* _Written task_
Which lines in the entries below contain the string "light"? Pick out and copy each of those lines, matching case exactly.

* _Excerpted records_
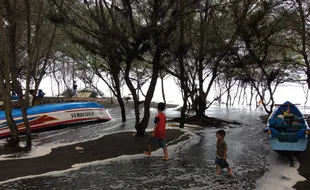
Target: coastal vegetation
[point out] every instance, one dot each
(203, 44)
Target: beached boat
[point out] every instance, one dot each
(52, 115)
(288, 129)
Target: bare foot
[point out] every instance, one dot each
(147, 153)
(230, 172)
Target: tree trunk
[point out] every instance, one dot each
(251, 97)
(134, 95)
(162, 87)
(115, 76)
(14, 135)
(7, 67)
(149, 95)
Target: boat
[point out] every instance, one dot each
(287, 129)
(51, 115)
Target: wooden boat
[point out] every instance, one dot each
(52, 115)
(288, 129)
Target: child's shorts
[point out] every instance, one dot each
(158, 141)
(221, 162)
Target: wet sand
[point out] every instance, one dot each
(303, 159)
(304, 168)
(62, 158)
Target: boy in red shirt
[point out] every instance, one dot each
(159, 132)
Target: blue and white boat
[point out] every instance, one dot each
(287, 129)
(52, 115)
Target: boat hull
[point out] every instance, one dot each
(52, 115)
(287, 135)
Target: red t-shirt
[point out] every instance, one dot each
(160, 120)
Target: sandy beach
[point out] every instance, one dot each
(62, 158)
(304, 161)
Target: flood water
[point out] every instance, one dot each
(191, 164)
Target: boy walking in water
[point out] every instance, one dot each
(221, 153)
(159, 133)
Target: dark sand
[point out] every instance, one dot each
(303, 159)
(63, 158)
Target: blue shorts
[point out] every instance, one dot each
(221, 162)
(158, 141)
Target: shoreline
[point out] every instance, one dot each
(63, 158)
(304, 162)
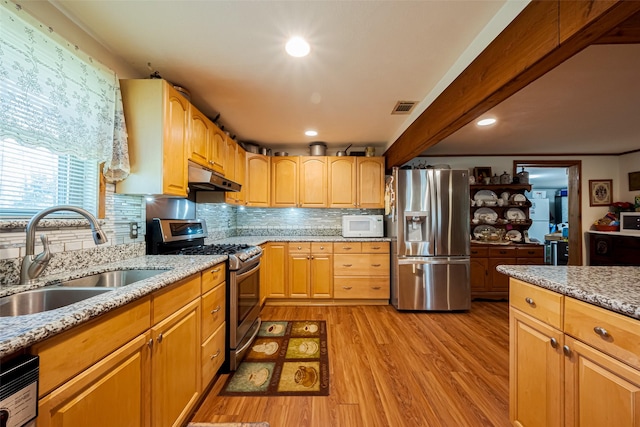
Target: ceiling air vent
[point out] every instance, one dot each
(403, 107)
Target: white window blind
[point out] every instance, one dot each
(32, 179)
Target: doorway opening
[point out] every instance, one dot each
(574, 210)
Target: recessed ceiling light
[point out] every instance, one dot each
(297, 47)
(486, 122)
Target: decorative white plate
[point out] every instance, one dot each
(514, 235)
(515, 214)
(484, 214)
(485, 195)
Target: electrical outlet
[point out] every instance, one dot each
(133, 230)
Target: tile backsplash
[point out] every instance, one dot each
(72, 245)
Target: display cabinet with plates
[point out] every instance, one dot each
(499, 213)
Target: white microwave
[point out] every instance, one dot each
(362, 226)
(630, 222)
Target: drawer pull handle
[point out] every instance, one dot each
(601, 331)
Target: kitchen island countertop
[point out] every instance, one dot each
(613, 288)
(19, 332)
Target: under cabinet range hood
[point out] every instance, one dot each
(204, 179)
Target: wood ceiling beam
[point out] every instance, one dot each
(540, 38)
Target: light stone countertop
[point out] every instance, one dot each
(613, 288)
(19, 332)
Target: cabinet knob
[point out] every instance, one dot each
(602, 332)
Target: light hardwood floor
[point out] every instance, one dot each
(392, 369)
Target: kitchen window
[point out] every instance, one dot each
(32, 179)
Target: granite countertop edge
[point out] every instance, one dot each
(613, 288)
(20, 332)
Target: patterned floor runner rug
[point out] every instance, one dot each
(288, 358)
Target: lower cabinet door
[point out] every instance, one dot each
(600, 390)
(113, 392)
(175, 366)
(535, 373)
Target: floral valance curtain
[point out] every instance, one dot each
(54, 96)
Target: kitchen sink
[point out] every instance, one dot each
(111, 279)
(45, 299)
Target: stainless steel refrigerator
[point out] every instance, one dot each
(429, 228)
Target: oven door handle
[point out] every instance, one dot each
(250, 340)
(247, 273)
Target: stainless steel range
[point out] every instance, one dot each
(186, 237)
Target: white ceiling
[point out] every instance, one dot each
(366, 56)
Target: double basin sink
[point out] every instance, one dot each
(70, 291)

==

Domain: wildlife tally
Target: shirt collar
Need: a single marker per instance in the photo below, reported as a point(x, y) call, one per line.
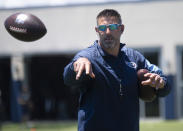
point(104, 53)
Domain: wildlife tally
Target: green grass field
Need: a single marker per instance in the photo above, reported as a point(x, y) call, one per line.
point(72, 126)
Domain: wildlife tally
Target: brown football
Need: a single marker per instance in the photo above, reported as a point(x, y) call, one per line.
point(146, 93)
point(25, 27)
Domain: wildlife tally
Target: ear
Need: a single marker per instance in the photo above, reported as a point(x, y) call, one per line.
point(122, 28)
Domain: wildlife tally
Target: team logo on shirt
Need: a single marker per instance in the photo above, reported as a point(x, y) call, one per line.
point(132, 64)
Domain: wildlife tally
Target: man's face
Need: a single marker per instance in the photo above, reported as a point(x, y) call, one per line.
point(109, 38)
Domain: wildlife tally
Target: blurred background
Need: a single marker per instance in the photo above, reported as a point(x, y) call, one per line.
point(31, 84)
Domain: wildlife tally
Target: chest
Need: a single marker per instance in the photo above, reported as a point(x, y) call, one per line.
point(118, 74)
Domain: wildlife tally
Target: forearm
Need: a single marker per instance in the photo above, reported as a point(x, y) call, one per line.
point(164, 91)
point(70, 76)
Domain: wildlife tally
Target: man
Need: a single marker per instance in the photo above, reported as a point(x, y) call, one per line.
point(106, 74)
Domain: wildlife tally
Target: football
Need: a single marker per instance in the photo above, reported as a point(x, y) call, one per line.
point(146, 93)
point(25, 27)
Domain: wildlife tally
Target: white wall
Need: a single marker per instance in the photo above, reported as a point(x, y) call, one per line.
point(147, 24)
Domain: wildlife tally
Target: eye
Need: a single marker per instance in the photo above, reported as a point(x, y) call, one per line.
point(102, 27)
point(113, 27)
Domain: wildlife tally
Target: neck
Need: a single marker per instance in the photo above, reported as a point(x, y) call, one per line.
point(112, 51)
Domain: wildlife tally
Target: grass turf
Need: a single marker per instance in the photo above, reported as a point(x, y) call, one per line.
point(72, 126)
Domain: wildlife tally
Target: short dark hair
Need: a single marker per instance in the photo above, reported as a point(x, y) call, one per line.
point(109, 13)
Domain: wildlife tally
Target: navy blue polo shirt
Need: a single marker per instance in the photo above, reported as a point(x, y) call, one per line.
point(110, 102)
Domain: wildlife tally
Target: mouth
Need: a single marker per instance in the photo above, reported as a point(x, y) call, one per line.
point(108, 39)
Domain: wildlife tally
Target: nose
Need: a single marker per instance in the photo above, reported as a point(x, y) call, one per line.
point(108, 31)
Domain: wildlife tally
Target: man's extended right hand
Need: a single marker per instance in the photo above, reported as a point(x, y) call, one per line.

* _Reply to the exercise_
Target: recessed ceiling light
Target: light stone countertop
Target: light hardwood floor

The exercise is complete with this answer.